Today, George Njoroge Ngumba, president of the “Jedidia” young people’s group, which looks after the community garden in Kanjuiri, Kenya, tells us about his experience.
When was the Jedidia group set up and why?
We are 15 young people aged between 24 and 32, who live in the Kanjuiri refugee camp. The camp is home to 200 families who were displaced following the post-election violence in Kenya between 2007 and 2008. The Jedidia group was founded in 2012 and was set up as a platform for learning and exchanging ideas. Each of us has had physical and psychological problems due to the violence we were caught up in. Setting up a group seemed to us to be the best way to deal with our painful experiences and at the same time to help one another find sustainable solutions for the future.
Since the group was set up, what activities have you undertaken?
The first initiative we worked on together was a small revolving microcredit fund into which each member paid 60 Kenyan shillings per month (around 50 euro cents). After a year, this modest communal fund made it possible to start small projects to support ourselves, such as rearing chickens.
We then decided to rear sheep: these animals play a very important role because they help keep the land clear by grazing on weeds, as well as providing organic fertilizer for the small pieces of land that we cultivate alongside the tents we live in. We started by buying one and now each member of the group has two sheep.
In 2014, with the funds for young people allocated by the government, we undertook an agricultural project planting potatoes and vegetables: unfortunately the harvest wasn’t good because of poor rainfall.
What role does your Slow Food garden play?

Exercise set —
[1] Please output the passage of the interview from "When was the" up to and including "for the future.", unchanged.
[2] According to the interview, how much did each member pay into the revolving microcredit fund every month?
[3] State whether each statement agrees with the interview, giving yes or no with the deciding words quoted: (a) The Jedidia group was founded in 2012. (b) Each member of the group now has three sheep. (c) The 2014 potato and vegetable harvest was good.

Recorded information —
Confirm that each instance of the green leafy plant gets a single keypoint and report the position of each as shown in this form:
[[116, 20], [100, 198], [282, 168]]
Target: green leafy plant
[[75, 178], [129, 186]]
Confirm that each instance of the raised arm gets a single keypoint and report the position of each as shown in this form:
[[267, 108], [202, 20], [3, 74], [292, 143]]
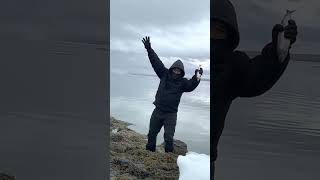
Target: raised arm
[[257, 75], [155, 61], [192, 84]]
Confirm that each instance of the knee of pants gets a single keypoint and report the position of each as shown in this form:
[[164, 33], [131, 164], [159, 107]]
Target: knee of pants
[[168, 137]]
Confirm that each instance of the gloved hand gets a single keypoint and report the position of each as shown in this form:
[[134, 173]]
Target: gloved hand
[[290, 32], [146, 42], [200, 71]]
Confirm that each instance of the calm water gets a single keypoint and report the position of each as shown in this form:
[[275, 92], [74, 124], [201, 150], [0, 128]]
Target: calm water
[[276, 135], [132, 97], [53, 110]]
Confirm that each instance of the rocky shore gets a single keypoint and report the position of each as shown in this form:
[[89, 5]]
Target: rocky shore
[[129, 159]]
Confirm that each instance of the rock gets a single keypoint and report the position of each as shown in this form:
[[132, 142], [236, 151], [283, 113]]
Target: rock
[[179, 147], [130, 160]]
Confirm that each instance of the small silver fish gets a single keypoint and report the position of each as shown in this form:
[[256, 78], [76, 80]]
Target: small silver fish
[[284, 43]]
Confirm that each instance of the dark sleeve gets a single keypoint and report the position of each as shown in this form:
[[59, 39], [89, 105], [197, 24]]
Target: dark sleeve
[[156, 63], [257, 75], [191, 84]]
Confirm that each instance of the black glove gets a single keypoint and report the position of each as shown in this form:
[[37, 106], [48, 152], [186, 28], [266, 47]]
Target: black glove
[[275, 31], [200, 71], [146, 42], [290, 32]]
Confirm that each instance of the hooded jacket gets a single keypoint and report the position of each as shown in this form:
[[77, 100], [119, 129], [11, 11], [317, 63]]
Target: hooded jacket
[[171, 87], [234, 73]]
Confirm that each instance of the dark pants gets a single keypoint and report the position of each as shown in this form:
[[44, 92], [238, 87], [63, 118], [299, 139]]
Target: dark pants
[[168, 121]]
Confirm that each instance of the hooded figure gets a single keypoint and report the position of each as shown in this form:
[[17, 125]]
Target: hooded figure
[[171, 87], [234, 73]]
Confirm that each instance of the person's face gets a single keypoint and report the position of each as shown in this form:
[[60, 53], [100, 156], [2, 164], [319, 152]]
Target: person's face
[[219, 30], [176, 71]]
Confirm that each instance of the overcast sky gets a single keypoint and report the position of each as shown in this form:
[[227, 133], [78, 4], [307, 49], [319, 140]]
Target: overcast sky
[[177, 29], [257, 17]]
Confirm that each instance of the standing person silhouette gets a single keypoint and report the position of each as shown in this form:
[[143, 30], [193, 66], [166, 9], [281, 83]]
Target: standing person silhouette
[[172, 86], [234, 73]]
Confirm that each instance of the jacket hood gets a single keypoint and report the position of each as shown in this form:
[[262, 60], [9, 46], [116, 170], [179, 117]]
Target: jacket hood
[[223, 11], [178, 64]]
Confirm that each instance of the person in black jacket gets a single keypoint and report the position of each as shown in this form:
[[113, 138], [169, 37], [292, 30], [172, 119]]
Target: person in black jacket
[[234, 73], [172, 85]]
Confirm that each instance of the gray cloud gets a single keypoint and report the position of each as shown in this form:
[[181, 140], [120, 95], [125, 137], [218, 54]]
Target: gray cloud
[[177, 28]]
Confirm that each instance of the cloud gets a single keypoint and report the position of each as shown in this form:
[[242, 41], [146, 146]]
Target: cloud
[[191, 39]]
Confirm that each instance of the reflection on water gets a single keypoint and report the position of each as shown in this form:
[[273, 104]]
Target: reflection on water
[[131, 101], [276, 135]]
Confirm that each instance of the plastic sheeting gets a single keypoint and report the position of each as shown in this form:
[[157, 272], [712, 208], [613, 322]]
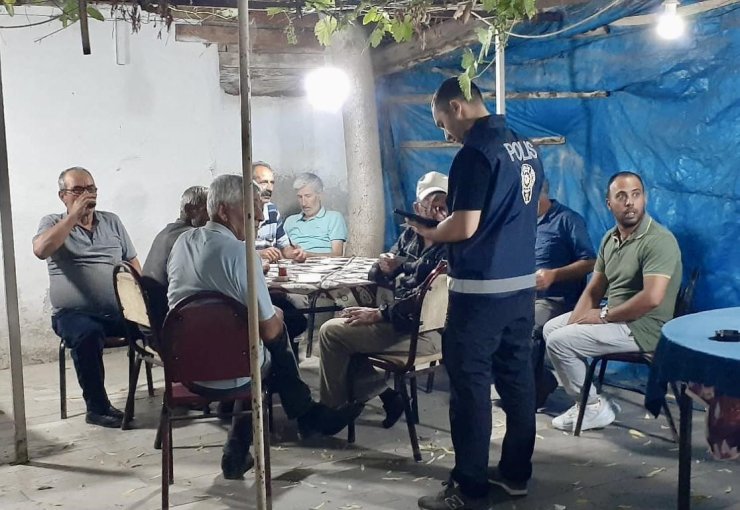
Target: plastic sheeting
[[671, 115]]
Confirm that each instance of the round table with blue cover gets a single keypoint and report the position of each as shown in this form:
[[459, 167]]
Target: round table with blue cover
[[687, 353]]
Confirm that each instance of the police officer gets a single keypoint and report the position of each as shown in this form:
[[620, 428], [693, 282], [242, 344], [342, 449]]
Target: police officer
[[494, 185]]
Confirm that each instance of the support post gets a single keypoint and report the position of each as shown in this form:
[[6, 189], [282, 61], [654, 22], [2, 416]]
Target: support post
[[11, 295], [361, 143], [500, 75], [262, 484]]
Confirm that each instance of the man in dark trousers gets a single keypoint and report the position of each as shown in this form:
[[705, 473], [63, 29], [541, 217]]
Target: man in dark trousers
[[495, 181]]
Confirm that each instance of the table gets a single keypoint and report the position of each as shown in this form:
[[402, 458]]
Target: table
[[343, 279], [685, 354]]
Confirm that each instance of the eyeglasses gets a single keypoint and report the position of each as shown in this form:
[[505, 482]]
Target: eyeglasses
[[79, 190]]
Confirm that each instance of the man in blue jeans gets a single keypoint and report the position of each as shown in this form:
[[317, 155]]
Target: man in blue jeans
[[495, 181], [81, 247]]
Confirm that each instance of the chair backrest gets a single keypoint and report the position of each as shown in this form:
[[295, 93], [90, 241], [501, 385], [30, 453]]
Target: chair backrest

Task answers —
[1]
When was the Jedidia group set up and why?
We are 15 young people aged between 24 and 32, who live in the Kanjuiri refugee camp. The camp is home to 200 families who were displaced following the post-election violence in Kenya between 2007 and 2008. The Jedidia group was founded in 2012 and was set up as a platform for learning and exchanging ideas. Each of us has had physical and psychological problems due to the violence we were caught up in. Setting up a group seemed to us to be the best way to deal with our painful experiences and at the same time to help one another find sustainable solutions for the future.

[2] 60 Kenyan shillings per month (around 50 euro cents).

[3]
(a) Yes: "The Jedidia group was founded in 2012"
(b) No: "now each member of the group has two sheep"
(c) No: "unfortunately the harvest wasn’t good because of poor rainfall"